━━━━━ Exercise data

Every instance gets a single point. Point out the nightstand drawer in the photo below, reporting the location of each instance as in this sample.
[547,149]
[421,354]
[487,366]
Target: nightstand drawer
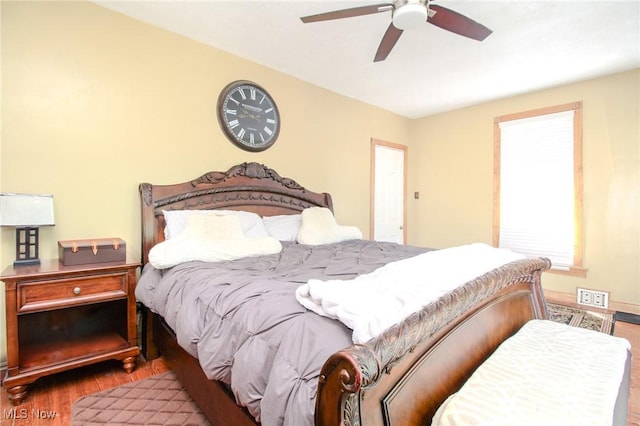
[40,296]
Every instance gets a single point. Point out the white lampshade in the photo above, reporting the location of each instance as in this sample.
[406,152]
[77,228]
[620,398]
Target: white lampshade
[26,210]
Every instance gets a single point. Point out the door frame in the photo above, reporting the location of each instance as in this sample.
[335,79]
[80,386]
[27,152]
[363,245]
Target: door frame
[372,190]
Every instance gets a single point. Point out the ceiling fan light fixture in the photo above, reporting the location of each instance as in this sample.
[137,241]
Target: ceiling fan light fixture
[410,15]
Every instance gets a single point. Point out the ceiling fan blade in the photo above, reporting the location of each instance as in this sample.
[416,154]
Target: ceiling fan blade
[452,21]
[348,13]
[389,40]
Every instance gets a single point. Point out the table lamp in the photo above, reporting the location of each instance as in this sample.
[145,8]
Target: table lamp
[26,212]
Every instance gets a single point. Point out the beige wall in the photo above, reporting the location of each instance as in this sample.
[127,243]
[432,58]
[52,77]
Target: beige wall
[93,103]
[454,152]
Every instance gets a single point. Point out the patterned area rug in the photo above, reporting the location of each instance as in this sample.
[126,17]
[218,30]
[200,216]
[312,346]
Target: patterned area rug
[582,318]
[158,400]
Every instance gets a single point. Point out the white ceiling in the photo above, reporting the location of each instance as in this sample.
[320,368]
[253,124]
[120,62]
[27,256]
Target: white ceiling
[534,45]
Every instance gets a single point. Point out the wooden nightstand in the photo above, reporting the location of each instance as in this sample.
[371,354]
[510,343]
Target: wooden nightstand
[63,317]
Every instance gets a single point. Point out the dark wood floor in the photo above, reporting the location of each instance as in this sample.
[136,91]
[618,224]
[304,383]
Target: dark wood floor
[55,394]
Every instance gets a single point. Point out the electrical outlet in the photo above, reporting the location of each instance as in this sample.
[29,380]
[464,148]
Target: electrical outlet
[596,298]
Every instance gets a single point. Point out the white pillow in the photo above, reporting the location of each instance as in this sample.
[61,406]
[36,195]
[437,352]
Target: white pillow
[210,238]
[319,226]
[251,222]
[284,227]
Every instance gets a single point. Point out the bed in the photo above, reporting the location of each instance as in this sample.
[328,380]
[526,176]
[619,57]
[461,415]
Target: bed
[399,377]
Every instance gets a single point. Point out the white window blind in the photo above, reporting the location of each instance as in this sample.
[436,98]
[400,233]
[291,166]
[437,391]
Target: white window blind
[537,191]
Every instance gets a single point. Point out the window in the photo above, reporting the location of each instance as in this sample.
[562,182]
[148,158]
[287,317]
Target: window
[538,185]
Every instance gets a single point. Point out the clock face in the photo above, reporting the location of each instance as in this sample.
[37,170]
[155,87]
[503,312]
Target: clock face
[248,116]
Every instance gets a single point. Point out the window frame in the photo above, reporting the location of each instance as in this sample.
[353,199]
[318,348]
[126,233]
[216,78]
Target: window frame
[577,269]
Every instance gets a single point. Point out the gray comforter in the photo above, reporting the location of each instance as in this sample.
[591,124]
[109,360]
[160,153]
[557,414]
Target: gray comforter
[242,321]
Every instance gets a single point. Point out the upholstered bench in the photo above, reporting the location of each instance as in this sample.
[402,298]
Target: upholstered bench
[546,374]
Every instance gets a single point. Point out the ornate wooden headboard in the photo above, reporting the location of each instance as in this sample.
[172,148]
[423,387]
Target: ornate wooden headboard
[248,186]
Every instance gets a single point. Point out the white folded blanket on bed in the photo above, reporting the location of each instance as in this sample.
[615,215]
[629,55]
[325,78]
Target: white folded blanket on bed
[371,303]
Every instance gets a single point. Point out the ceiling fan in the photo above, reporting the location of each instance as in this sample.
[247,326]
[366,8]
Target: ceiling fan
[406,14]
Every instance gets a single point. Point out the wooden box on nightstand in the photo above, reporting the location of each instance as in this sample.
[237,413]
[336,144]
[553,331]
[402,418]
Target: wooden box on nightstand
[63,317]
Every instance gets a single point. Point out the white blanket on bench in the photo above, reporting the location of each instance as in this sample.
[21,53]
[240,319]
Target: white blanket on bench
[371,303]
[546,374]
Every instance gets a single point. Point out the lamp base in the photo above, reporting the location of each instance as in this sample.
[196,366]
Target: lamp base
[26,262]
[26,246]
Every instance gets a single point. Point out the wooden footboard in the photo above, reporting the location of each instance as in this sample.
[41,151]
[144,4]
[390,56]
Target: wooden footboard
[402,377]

━━━━━━━━━━
━━━━━ Exercise data

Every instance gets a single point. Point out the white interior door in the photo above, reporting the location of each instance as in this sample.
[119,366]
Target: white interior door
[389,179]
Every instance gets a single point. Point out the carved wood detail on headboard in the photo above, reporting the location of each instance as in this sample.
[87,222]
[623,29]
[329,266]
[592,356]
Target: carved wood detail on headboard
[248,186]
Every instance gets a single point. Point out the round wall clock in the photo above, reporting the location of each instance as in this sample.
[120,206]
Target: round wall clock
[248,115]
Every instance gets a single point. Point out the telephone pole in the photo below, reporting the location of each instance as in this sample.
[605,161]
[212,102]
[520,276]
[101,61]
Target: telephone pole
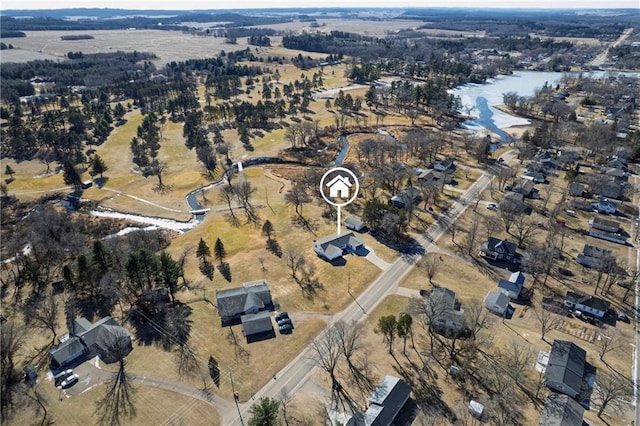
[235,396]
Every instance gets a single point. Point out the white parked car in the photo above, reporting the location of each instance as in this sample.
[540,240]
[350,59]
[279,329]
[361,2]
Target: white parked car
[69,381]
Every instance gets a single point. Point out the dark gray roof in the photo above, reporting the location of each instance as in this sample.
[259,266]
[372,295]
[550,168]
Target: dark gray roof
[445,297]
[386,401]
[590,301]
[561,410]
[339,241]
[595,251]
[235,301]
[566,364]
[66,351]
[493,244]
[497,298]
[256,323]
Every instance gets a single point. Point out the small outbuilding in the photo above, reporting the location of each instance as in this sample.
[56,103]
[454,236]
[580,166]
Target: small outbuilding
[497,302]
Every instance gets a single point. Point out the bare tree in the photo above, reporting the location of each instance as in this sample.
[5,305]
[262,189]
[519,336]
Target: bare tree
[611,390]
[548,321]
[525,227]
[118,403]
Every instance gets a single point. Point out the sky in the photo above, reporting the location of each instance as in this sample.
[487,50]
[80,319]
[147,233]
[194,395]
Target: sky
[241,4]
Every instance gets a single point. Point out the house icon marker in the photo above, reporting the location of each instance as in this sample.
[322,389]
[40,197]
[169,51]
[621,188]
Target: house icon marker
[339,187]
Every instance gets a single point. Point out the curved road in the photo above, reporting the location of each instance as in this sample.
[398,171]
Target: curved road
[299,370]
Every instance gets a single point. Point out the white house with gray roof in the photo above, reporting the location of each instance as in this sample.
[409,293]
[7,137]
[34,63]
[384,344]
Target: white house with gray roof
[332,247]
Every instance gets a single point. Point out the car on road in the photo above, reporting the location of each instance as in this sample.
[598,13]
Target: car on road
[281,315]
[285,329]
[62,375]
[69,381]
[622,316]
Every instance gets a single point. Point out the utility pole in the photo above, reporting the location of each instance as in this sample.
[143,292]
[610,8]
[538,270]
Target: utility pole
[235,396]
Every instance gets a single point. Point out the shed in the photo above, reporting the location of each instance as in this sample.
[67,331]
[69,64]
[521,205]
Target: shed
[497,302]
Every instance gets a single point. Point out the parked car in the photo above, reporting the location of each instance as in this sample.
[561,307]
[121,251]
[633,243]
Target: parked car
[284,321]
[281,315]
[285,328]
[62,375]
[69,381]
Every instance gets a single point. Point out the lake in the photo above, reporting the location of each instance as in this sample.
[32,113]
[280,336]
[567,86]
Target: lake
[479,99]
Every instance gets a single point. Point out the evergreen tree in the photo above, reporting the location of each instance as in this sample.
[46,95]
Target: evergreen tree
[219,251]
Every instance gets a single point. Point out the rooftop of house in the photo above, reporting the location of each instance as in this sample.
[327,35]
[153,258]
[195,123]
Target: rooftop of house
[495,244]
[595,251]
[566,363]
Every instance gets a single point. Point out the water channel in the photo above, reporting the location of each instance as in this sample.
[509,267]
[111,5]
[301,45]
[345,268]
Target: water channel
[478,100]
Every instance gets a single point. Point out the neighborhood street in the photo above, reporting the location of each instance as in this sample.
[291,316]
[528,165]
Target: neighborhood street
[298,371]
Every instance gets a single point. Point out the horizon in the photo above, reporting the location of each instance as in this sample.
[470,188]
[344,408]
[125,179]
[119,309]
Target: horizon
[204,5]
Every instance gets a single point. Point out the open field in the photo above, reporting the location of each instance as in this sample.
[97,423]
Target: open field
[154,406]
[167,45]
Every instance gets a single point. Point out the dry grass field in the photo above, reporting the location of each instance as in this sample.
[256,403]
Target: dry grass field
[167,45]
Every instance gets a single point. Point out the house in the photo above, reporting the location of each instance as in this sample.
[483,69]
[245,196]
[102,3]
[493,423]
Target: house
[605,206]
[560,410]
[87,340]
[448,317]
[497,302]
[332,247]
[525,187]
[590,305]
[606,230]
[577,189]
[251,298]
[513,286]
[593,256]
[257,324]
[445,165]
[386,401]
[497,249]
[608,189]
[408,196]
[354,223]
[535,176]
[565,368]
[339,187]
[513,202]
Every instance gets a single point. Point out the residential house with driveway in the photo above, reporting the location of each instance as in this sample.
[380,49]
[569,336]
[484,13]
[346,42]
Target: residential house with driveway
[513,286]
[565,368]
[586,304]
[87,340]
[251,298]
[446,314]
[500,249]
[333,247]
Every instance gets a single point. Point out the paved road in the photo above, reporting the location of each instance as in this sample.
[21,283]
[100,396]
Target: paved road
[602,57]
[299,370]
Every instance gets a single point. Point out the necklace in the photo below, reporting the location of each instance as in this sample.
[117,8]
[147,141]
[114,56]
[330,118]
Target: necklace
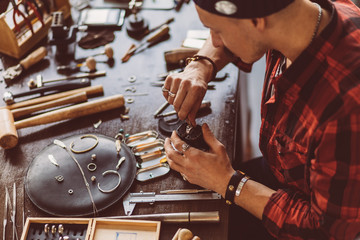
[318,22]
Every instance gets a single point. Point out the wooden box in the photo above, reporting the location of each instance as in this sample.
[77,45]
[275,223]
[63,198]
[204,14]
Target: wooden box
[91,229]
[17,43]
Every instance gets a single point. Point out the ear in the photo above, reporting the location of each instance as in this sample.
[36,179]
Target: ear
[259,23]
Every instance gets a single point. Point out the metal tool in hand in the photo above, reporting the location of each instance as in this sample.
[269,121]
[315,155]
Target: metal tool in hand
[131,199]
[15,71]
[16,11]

━━━━━━━━━━
━━━━━ Exercise data

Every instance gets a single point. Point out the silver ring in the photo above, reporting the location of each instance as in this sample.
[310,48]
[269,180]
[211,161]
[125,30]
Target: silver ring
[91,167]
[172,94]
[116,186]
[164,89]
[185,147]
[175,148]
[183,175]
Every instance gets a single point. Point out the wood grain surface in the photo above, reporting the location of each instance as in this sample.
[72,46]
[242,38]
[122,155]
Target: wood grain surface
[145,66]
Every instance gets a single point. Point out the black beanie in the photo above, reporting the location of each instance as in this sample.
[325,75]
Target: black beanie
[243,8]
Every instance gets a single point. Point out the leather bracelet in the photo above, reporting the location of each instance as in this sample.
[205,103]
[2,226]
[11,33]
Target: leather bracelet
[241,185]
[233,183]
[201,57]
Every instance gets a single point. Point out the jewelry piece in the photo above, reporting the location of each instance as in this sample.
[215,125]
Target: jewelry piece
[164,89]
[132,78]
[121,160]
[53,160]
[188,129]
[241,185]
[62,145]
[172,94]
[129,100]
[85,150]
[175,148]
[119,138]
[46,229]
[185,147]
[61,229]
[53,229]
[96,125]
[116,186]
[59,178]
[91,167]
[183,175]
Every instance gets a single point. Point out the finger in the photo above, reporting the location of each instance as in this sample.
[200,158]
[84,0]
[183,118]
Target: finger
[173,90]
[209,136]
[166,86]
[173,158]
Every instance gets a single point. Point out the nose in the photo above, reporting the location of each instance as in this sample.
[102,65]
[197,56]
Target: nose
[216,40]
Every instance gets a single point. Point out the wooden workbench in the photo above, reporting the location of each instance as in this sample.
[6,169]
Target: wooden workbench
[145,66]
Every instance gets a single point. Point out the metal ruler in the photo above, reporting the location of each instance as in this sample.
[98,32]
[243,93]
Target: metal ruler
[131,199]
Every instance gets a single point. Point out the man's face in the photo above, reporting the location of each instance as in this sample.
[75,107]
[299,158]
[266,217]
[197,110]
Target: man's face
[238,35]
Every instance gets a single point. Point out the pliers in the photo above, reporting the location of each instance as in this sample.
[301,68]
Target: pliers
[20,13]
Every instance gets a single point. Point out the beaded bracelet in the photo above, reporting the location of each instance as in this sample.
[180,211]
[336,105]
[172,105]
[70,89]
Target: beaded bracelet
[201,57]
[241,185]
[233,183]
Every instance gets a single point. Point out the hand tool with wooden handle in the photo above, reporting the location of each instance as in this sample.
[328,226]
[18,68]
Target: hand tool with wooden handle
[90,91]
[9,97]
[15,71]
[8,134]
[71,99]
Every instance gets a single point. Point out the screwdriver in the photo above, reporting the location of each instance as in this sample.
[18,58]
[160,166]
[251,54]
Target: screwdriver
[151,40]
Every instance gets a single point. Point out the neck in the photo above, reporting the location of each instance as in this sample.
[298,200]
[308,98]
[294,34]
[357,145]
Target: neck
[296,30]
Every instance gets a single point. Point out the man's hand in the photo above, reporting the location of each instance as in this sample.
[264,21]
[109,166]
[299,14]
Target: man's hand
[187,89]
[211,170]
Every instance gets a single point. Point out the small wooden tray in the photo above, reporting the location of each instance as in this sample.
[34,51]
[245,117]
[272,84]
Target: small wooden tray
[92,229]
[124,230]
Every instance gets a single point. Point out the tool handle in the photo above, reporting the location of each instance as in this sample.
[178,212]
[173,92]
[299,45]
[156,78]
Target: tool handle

━━━━━━━━━━

Exercise:
Copy out, word for word, the entries starting with the line that contains "Every instance gets a single point. Point out the hand" and going on through the line that contains "Target: tool handle", including both of those lines and nothing else.

Output of the task:
Every instance gets a single point. Point out the hand tool with wooden handle in the photo above, reporting the location of each instance as in this sample.
[328,226]
[18,68]
Target: hand tool with wooden handle
[90,91]
[9,97]
[15,71]
[8,134]
[71,99]
Every instance gets a single point. Point out the screwdriver in the photo above, reporting the location of each instance as in this sample.
[18,58]
[160,166]
[251,54]
Target: screwdriver
[151,40]
Every instance gets a single point. Point out the neck in the photo above, reporting the location of each instance as in this sample.
[298,200]
[308,98]
[294,34]
[357,145]
Target: neck
[296,30]
Every instance gets a single point. Point out the man's hand in the photo above, reporting the location of each instance as in this sample.
[264,21]
[109,166]
[299,14]
Target: man's hand
[187,89]
[211,170]
Every instance gets a single point. Point out the small wooden tray in the photo above, reporting the location of each instance as in this sample.
[34,51]
[245,117]
[272,84]
Target: small wooden tray
[92,229]
[124,230]
Every instance gets a single point. Point out the tool handle in the photo above, reporting the location of each instance as in this sample.
[178,212]
[173,92]
[299,45]
[156,78]
Target: tool handle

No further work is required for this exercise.